27 de octubre de 2009

El grito de Diógenes



En uno de los barrios que se abren al centro de Alejandría, de calles anchas de tiendas y cafeterías que no duermen, de escasos olores a zoco donde la salitre no deja respirar. En ese barrio, hay algo que hace un par de meses ha hecho que su peculiaridad nos pase desapercibida. Que su rastro pase sin ser visto. Que su presencia se clamufe entre los coches encapuchados con su lona protectora. Han sido dos meses, o algo más, pero enseguida nos hemos acostumbrado a verla allí tirada encima de sus cajas y sus papeles.

De vez en cuando se la ve ir calle arriba, pero enseguida vuelve al olor de la panadería y las luces de la mezquita. Vestida con arapos mugrientos, enseña parte de sus muslos que quedan descubiertos y, sorprendentemete, nadie la ayuda a taparse, ni le insisten en que sea ella quien se preocupe por su desnudez, puesto que la edad la perdona. Y la humildad, también.

### DATOS ALMACENADOS
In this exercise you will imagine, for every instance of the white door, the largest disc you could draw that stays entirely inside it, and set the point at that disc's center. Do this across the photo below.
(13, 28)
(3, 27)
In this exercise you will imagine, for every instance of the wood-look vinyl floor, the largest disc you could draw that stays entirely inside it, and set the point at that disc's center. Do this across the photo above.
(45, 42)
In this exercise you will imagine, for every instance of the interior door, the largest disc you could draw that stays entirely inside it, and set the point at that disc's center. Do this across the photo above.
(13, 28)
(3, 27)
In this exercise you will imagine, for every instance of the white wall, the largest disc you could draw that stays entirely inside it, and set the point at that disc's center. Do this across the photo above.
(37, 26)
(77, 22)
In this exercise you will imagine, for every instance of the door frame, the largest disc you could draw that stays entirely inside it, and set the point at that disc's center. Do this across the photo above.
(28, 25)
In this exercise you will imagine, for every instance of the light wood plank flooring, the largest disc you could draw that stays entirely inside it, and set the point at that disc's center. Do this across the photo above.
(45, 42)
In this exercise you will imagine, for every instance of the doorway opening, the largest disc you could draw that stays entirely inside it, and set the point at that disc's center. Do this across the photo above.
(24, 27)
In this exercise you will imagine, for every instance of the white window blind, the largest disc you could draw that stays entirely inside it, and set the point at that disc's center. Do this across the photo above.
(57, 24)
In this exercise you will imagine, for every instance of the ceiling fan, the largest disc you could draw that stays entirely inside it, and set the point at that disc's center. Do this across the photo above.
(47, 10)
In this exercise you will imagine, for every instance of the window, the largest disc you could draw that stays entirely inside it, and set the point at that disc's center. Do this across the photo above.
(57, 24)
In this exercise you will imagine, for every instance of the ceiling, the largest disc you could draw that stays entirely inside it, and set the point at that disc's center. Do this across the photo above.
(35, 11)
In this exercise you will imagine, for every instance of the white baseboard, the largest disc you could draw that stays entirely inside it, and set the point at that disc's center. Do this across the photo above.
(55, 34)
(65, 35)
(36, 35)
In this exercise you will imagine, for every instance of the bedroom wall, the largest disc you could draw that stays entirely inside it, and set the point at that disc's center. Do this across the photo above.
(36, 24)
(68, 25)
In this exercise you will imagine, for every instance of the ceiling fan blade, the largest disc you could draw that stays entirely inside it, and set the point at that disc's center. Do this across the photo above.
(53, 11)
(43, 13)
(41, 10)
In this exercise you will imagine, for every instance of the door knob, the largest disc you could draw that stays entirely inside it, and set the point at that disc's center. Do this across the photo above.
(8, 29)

### LISTA DE TAREAS
(a) Reescribe con más brevedad el párrafo del fragmento que empieza con «De vez en cuando se la ve» y conserva sus datos principales.
(b) Prolonga el fragmento sobre la mujer que vive entre cajas y papeles en un barrio de Alejandría, empezando justo después de su última oración.

### RESPUESTAS EN ORDEN
(a) A veces sube por la calle, pero pronto regresa junto al olor de la panadería y las luces de la mezquita. Lleva harapos sucios que dejan ver parte de sus muslos, y nadie la ayuda a cubrirse ni le pide que lo haga, porque su edad y su humildad la disculpan.

(b)
A veces, el conductor de un coche toca con ímpetu el claxon en un intento de no atropellarla, de que se quite de su camino. Pero ella no se inmuta.  Si alguien pasa e intenta quitarle uno de sus papeles, ella grita, lanza un alarido, siempre con el mismo tono, la misma nota.

Y solo entonces los vecinos se dan cuenta de que ella sigue allí. Pero nadie hace nada.

Ayer vi a dos barbudos mirándola y hablando entre ellos. ¿Querrán llevársela a algún centro de acogida? ¿Querrán reprenderla por su suciedad? ¿Querrán llevársela a la mezquita? No lo sé. Pero hoy todavía estaba allí. Unas veces dormida, otras rehaciendo su pila de basura.

Debe tener, al menos, ochenta años. No articula palabra alguna, solo lanza gritos. No es vagabunda, es una Diógenes. Vive en la pobreza, sobre papeles...

Vivir sobre papeles, ¿por qué no? Nosotros lo hacemos, vivimos por los papeles, somos papeles, burocracia, tinta, números... y ella representa un resultado en el que cualquiera de nosotros podríamos caer. Y al final somos nosotros los que estamos dejando que siga viviendo de ese modo, somos nosotros los que la hemos llevado a ese punto. La sociedad en su papel desmembrante. Sin piedad. En un país con una asentada creencia en Dios, ni siquiera la religión la salva.